== Task goal ==
Copy the lines below word for word, leaving out the pictures.

[Entries taken from a dataset]
━━━━━━
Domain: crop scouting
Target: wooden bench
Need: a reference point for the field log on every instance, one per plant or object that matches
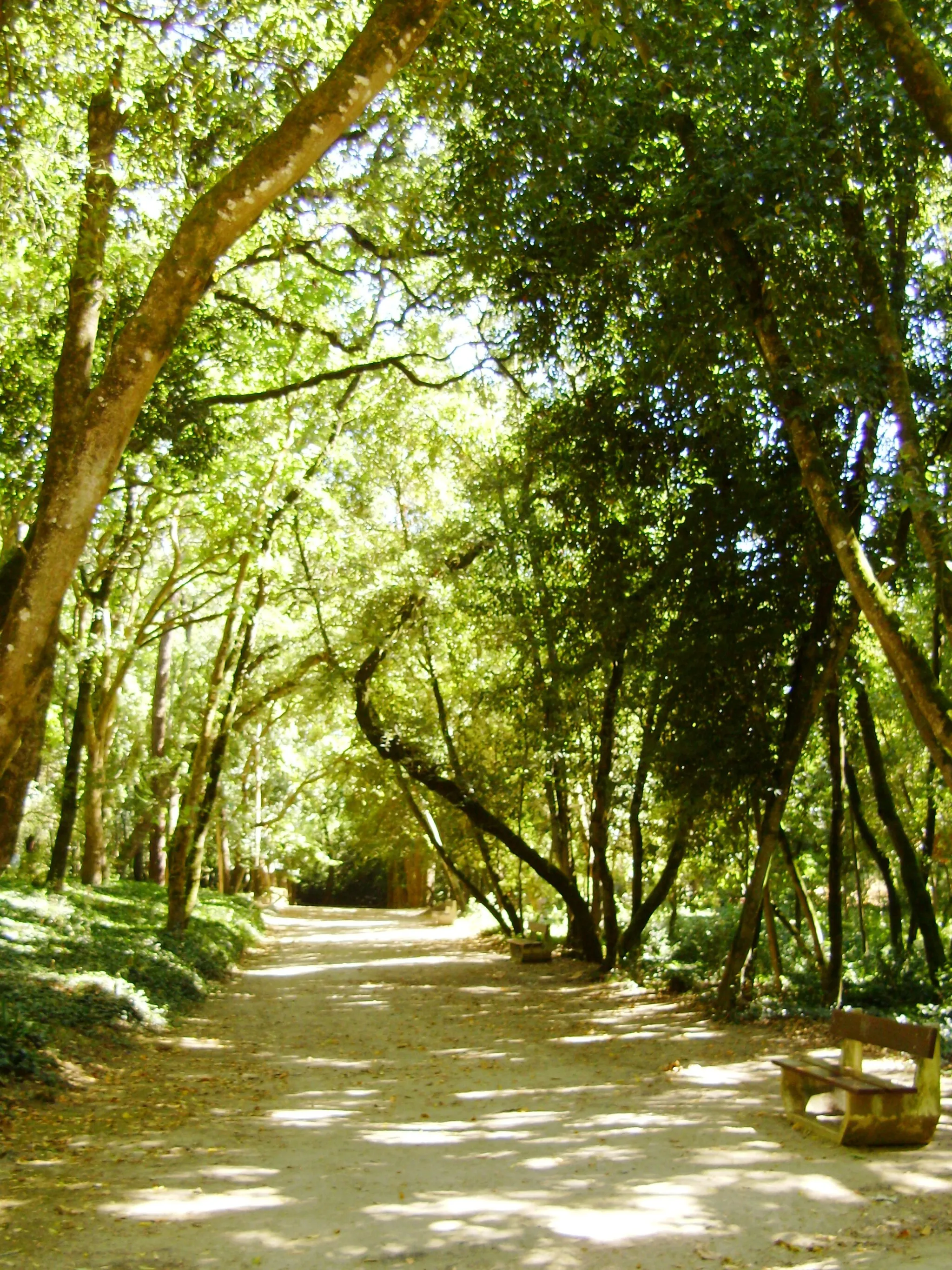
(535, 948)
(875, 1111)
━━━━━━
== Result of the exercise ==
Domain: crop scouting
Target: wooden bench
Need: a reference point for the field log on every instance, one per plant or object that matches
(535, 948)
(875, 1111)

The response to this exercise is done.